Stored entries
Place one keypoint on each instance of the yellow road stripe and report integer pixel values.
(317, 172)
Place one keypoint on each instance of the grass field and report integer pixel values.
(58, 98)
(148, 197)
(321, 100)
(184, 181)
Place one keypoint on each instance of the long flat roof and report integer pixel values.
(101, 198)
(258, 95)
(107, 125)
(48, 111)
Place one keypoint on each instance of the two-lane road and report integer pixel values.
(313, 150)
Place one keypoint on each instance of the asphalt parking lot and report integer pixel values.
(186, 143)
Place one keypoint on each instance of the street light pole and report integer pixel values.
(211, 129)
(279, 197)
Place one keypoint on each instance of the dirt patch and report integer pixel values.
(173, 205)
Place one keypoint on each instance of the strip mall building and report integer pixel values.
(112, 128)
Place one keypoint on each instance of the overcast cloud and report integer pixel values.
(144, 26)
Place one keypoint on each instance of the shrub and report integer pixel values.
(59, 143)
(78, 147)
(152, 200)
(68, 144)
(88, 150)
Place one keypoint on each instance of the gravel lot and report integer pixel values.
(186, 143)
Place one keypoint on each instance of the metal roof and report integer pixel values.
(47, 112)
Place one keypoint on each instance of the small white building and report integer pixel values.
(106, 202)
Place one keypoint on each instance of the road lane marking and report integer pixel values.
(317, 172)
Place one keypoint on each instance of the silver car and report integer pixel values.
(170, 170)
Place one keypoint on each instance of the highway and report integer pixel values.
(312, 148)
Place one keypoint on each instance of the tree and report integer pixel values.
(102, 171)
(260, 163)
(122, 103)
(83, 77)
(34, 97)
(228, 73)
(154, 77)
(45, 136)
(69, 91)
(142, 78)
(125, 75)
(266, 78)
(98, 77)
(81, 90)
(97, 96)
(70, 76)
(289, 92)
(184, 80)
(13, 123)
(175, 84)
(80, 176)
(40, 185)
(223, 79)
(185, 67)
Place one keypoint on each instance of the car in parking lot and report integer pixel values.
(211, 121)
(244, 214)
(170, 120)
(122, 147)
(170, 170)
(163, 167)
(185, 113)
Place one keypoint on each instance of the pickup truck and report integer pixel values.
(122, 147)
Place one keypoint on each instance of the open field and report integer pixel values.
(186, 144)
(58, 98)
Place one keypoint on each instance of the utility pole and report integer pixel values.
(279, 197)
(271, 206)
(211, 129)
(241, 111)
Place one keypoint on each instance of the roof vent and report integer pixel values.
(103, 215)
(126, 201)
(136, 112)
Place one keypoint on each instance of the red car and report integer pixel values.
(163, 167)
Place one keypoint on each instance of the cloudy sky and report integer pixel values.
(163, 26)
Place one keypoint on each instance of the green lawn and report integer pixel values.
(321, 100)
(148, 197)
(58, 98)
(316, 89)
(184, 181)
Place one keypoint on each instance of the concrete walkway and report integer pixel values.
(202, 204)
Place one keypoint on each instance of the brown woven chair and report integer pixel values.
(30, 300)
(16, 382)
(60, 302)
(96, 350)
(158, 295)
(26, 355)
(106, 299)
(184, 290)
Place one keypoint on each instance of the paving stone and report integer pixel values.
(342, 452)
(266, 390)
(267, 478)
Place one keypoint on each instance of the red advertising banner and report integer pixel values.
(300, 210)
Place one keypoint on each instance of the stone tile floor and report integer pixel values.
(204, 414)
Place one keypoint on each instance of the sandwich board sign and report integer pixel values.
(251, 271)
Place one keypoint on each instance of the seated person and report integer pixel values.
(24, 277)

■ **About this task**: Each entry must be output exactly as it was written.

■ **Worked solution**:
Place one keypoint on each instance of the yellow road stripe and report integer pixel values.
(317, 172)
Place one keypoint on each instance of the grass field and report integer pixel values.
(58, 98)
(148, 197)
(321, 100)
(184, 181)
Place one keypoint on each instance of the long flat roof and report integer pixel values.
(101, 198)
(258, 95)
(107, 125)
(48, 111)
Place one keypoint on each instance of the two-lane road and report integer pixel values.
(313, 150)
Place one keypoint on each instance of the asphalt parking lot and report integer pixel values.
(186, 143)
Place one keypoint on each instance of the street light pole and report integer pixel values.
(211, 129)
(279, 197)
Place one keypoint on each instance of the dirt patch and report integer pixel values.
(173, 205)
Place one keypoint on each instance of the strip mall building and report integer pixel values.
(112, 128)
Place one keypoint on each instance of the overcast cloud and report integer pixel values.
(144, 26)
Place one keypoint on each instance of the shrub and report integer pixel values.
(59, 143)
(78, 147)
(152, 200)
(68, 144)
(88, 150)
Place one keypoint on each instance of the gravel lot and report integer pixel values.
(186, 143)
Place one keypoint on each instance of the metal roof and report integer pixel values.
(47, 112)
Place one keypoint on each instance of the small white building and report integer pixel values.
(106, 202)
Place one keypoint on each instance of the road lane marking and report integer pixel values.
(317, 172)
Place one keypoint on each instance of the silver car and report integer pixel values.
(170, 170)
Place one keypoint on each instance of the highway and report integer pixel values.
(312, 148)
Place one keypoint on each instance of the tree and report integer pixel values.
(102, 171)
(260, 163)
(122, 103)
(83, 77)
(34, 97)
(228, 73)
(154, 77)
(45, 136)
(69, 91)
(142, 78)
(125, 75)
(266, 78)
(98, 77)
(81, 90)
(97, 96)
(70, 76)
(289, 92)
(184, 80)
(13, 123)
(175, 84)
(80, 176)
(40, 185)
(223, 79)
(185, 67)
Place one keypoint on each instance of the car in parking lot and report integer pixel values.
(211, 121)
(244, 214)
(170, 120)
(122, 147)
(170, 170)
(163, 167)
(185, 113)
Place one keypoint on each instance of the pickup truck and report integer pixel values.
(122, 147)
Place one keypoint on each instance of the open field and report integer pixel values.
(186, 144)
(58, 98)
Place one keypoint on each instance of the utility pole and report integer pixel values.
(279, 197)
(271, 206)
(211, 129)
(241, 111)
Place one keypoint on each instance of the roof vent and report integer pixel values.
(103, 215)
(126, 201)
(136, 112)
Place one keypoint on each instance of the red car and report integer pixel values.
(163, 167)
Place one keypoint on each instance of the cloudy sky and report integer pixel values.
(163, 26)
Place one keypoint on each instance of the green lawn and report integer pixel values.
(321, 100)
(148, 197)
(58, 98)
(316, 89)
(184, 181)
Place one keypoint on each instance of the concrete walkway and report integer pixel values.
(202, 204)
Place one keypoint on each instance of the brown woven chair and report integer pixel values.
(30, 300)
(16, 382)
(60, 302)
(96, 350)
(158, 295)
(26, 355)
(106, 299)
(184, 290)
Place one keypoint on each instance of the paving stone and report integer pixel values.
(342, 452)
(266, 390)
(267, 478)
Place one keypoint on each instance of the red advertising banner and report integer pixel values.
(300, 210)
Place one keypoint on each instance of the stone tile floor and report integer pixel values.
(204, 414)
Place one keypoint on each instance of the sandwich board sign and report integer pixel values.
(251, 271)
Place one keypoint on each instance of the seated person and report integer pixel values.
(24, 277)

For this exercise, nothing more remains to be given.